:: Prompt ::
Count how many lines in the rows below contain the word "Please", and give only that number.

:: Given records ::

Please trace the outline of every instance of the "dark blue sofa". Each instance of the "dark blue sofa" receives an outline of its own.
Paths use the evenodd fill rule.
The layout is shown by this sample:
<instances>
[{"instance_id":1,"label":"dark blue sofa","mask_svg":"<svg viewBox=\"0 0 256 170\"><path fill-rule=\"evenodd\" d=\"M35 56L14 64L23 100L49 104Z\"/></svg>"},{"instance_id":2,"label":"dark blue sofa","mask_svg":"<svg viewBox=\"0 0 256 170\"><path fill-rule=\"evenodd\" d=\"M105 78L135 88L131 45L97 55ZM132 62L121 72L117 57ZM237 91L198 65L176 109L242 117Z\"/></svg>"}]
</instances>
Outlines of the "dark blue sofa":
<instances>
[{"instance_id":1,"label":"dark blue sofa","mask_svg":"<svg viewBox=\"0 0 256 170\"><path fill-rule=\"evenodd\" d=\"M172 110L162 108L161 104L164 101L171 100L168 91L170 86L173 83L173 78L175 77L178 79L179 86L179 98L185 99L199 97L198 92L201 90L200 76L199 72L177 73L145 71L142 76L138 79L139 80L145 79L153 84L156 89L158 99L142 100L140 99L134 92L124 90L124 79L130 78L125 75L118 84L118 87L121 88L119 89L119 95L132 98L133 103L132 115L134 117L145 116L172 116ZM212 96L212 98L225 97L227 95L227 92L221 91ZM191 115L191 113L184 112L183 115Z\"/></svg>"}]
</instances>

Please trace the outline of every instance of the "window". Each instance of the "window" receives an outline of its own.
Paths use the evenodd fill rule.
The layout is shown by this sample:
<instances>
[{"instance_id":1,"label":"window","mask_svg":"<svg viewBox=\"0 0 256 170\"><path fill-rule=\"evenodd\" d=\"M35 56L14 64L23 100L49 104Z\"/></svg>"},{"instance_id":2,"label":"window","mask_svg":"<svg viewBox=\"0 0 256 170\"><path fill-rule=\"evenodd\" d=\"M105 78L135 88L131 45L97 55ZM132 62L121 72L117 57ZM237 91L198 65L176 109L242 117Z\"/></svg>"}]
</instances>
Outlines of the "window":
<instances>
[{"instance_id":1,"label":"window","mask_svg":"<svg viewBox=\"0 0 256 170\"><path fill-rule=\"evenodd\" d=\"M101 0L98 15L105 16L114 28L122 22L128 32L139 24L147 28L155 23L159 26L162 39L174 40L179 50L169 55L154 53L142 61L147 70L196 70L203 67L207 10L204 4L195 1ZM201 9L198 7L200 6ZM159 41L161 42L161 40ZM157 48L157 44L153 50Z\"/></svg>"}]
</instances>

:: Exercise solution ::
2